What you have to do:
Reproduce the records below in their entirety, character for character.

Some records

◆ ◆ ◆ ◆

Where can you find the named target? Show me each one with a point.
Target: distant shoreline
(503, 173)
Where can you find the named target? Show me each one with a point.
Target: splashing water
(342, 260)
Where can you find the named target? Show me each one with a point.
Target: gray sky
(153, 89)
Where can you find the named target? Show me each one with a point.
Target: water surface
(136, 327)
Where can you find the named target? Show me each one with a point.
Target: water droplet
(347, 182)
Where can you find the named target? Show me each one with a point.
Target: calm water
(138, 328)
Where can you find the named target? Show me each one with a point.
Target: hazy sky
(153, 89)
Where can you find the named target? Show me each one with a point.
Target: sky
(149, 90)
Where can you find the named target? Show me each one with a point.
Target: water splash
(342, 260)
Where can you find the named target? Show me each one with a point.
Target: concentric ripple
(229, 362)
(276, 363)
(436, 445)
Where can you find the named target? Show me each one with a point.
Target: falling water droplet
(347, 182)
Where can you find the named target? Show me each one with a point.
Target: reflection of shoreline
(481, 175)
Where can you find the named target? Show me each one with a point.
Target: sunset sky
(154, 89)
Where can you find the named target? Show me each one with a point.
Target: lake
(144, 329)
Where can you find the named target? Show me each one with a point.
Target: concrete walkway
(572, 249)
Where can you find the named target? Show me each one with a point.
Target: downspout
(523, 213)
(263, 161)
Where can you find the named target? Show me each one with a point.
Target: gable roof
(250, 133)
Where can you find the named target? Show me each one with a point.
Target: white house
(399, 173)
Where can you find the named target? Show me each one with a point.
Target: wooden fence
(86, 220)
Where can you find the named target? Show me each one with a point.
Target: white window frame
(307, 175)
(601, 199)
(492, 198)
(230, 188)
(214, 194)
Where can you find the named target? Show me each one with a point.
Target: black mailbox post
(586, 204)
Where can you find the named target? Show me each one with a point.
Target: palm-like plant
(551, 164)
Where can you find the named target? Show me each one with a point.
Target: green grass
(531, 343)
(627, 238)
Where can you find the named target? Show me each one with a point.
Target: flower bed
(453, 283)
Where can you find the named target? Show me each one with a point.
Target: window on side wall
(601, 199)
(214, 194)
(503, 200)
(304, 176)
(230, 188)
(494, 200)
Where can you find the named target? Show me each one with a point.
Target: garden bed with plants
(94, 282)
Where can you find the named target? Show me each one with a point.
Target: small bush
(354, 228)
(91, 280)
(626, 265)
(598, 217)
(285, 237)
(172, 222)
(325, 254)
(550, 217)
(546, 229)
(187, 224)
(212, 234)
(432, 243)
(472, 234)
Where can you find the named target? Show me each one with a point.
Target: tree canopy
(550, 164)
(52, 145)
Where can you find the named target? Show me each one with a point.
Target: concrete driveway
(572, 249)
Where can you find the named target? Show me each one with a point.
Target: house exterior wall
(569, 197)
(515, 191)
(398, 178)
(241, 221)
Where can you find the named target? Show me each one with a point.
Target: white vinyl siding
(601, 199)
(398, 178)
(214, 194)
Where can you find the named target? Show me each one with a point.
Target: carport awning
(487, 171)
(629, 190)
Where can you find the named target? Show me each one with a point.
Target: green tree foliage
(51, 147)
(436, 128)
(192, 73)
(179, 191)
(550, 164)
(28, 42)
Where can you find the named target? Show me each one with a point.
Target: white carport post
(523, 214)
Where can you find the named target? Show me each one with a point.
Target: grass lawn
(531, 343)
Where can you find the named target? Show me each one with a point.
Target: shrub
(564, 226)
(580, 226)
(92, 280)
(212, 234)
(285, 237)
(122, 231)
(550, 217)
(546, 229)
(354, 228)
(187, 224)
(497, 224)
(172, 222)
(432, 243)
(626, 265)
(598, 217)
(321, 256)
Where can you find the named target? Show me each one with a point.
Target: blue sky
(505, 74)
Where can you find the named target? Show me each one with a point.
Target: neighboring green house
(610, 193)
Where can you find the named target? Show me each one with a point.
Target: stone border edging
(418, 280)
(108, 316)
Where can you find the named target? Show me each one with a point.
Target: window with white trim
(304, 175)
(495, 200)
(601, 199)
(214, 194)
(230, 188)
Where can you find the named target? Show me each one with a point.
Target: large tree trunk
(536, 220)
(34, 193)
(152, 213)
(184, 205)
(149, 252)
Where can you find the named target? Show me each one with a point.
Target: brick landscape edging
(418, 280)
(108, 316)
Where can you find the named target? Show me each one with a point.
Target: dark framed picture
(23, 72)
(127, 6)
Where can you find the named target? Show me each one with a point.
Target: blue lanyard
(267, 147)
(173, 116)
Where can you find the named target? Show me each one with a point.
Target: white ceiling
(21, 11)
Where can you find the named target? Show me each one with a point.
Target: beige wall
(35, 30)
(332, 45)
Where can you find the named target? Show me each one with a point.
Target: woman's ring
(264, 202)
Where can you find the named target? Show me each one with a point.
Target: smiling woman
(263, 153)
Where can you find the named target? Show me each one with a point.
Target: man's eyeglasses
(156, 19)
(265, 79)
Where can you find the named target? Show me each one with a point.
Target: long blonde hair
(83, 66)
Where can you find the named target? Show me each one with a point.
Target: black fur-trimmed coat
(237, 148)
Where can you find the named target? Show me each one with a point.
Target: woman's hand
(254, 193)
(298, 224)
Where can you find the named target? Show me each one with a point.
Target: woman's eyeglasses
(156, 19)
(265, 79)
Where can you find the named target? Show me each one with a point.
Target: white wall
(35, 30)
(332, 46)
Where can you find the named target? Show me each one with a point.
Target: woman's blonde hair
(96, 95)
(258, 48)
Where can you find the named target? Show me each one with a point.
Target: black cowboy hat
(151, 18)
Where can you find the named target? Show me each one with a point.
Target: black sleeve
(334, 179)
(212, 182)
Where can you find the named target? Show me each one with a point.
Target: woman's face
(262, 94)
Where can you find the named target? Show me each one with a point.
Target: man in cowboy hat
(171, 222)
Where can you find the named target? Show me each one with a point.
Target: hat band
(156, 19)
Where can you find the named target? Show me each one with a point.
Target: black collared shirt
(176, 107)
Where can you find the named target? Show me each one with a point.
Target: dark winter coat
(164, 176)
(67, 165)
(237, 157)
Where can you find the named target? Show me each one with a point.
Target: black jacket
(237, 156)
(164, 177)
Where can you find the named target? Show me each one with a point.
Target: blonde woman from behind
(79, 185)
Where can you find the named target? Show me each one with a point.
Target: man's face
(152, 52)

◆ ◆ ◆ ◆

The output:
Where can you find the named target? Show me each one with a point.
Target: distant shoreline
(503, 173)
Where can you find the named target? Show me each one with a point.
Target: splashing water
(342, 260)
Where can you find the named target? Show me each one with a point.
Target: gray sky
(153, 89)
Where can you find the named target? Show me each one with a point.
Target: water surface
(136, 327)
Where can you find the named target? Show me each one with a point.
Target: water droplet
(347, 182)
Where can you find the named target? Show me each one with a point.
Target: calm water
(138, 328)
Where can you find the named target? Show me each one with a point.
Target: hazy sky
(153, 89)
Where can you find the named target? Show me each one with a point.
Target: sky
(149, 90)
Where can you find the named target? Show me each one with a point.
Target: water splash
(342, 260)
Where can you find the named target? Show me each one with a point.
Target: concentric ripple
(229, 362)
(276, 363)
(436, 445)
Where can you find the named target? Show me each one with a point.
Target: falling water droplet
(347, 182)
Where can you find the named target? Show me each one with a point.
Target: reflection of shoreline
(481, 175)
Where can you find the named target? Show me each one with a point.
Target: sunset sky
(154, 89)
Where can you find the named target? Show me each one with a point.
Target: lake
(144, 329)
Where can you find the named target? Show me each one with a point.
Target: concrete walkway
(572, 249)
Where can you find the named target? Show me each one with a point.
Target: downspout
(523, 213)
(263, 161)
Where can you find the named target? Show me each one with a point.
Target: gable roof
(250, 133)
Where can you find the named target? Show me each one with a point.
Target: white house
(399, 173)
Where can you find the named target? Show me each one with a point.
Target: wooden fence
(86, 220)
Where can you find the named target? Show me each one with a point.
Target: white window frame
(307, 175)
(601, 199)
(492, 198)
(230, 188)
(214, 194)
Where can you find the named target? Show me each one with a point.
Target: black mailbox post
(586, 204)
Where can you find the named target? Show me each one with a point.
Target: palm-like plant
(551, 164)
Where can you find the named target? Show me each one with a point.
Target: green grass
(531, 343)
(627, 238)
Where can you find the named target? Show me each one with a point.
Target: flower bed
(453, 283)
Where can you find the named target? Show me each one with a point.
Target: window on side wall
(601, 199)
(214, 194)
(503, 200)
(304, 176)
(230, 188)
(494, 200)
Where can you find the named target? Show me each one with a point.
Target: garden bed with plants
(94, 282)
Where can you find the named target? Show me each one with a point.
Target: small bush
(354, 228)
(91, 280)
(626, 265)
(598, 217)
(285, 237)
(172, 222)
(325, 254)
(550, 217)
(546, 229)
(187, 224)
(212, 234)
(432, 243)
(472, 234)
Where can you find the named target? Show me each one with a point.
Target: tree canopy
(550, 164)
(52, 145)
Where can you find the named target? Show me each one with a point.
Target: concrete driveway
(572, 249)
Where can you find the named target? Show me each one with a point.
Target: house exterior wall
(569, 197)
(515, 191)
(398, 178)
(241, 221)
Where can you find the named target? Show me each one with a point.
Target: white vinyl siding
(601, 199)
(398, 178)
(214, 194)
Where can you find the named target? Show me each one with a point.
Target: carport awning
(487, 171)
(629, 190)
Where can you find the named target? Show me each one with a point.
Target: green tree foliage
(51, 147)
(436, 128)
(192, 73)
(179, 191)
(550, 164)
(28, 42)
Where can you find the named target? Show me each one with a point.
Target: white carport post
(523, 214)
Where can you find the named target? Show me each one with a point.
Target: grass lawn
(531, 343)
Where can you find the named target? Show me each one with a point.
Target: shrub
(564, 226)
(580, 226)
(92, 280)
(212, 234)
(285, 237)
(122, 231)
(550, 217)
(546, 229)
(354, 228)
(187, 224)
(497, 224)
(172, 222)
(432, 243)
(626, 265)
(598, 217)
(321, 256)
Where can you find the named target? Show me each one with a point.
Target: blue sky
(505, 74)
Where can you find the named target? Show me each one with a point.
Target: neighboring green house
(610, 193)
Where can you find the named target? Show me each one with a point.
Target: stone border edging
(418, 280)
(108, 316)
Where can you find the named target? Show me each one with a point.
Target: window with white trim
(304, 175)
(495, 200)
(601, 199)
(214, 194)
(230, 188)
Where can you find the named target? Show me each one with a point.
Target: large tree trunk
(536, 220)
(34, 193)
(152, 213)
(184, 205)
(149, 252)
Where can you find the named target? Show me each one with a point.
Target: brick landscape edging
(418, 280)
(108, 316)
Where can you find the named target? Show me each one with a point.
Target: dark framed picture
(23, 72)
(127, 6)
Where can you find the named target? Show me each one with a point.
Target: blue lanyard
(267, 147)
(173, 116)
Where can you find the named target? Show me each one with a point.
Target: white ceiling
(21, 11)
Where can you find the named target? Show me each one with a point.
Target: beige wall
(35, 30)
(332, 45)
Where can you find the named target? Show me each one with a point.
Target: woman's ring
(264, 202)
Where can you find the named target? Show me each one with a point.
Target: smiling woman
(263, 153)
Where can you find the named target? Show me each one with a point.
Target: man's eyeglasses
(156, 19)
(265, 79)
Where can you find the named target? Show me each one with a point.
Target: long blonde hair
(83, 66)
Where can you find the named target? Show me each one with a point.
Target: black fur-trimmed coat
(237, 148)
Where can you find the named target? Show me each one with a point.
Target: woman's hand
(254, 193)
(298, 224)
Where can you find the named target? Show me each one with a point.
Target: woman's eyeglasses
(156, 19)
(265, 79)
Where can you find the named target? Show me each one with a point.
Target: white wall
(35, 30)
(332, 46)
Where can you find the named target? Show me each one with a point.
Target: woman's blonde hair
(96, 95)
(258, 48)
Where can you find the named target? Show me each one with a point.
Target: black cowboy hat
(151, 18)
Where can you find the named target? Show me each one with a point.
Target: black sleeve
(334, 179)
(212, 182)
Where can you find the named target? Show me each one with a point.
Target: woman's face
(262, 94)
Where can you find the named target? Show me each one with a point.
Target: man in cowboy hat
(171, 222)
Where can you find the named target? Show me each one with a point.
Target: hat band
(156, 19)
Where can you find the named target? Show me each one with a point.
Target: black collared shirt
(176, 107)
Where can you find the named target? Show me each one with a point.
Target: dark winter coat
(164, 176)
(67, 165)
(237, 157)
Where can you find the named target? Show me each one with a point.
Target: black jacket
(237, 156)
(164, 177)
Where can you find the named target? Show me each one with a point.
Target: blonde woman from behind
(79, 185)
Where can you find the named target? Show me each one with a point.
Target: man's face
(152, 52)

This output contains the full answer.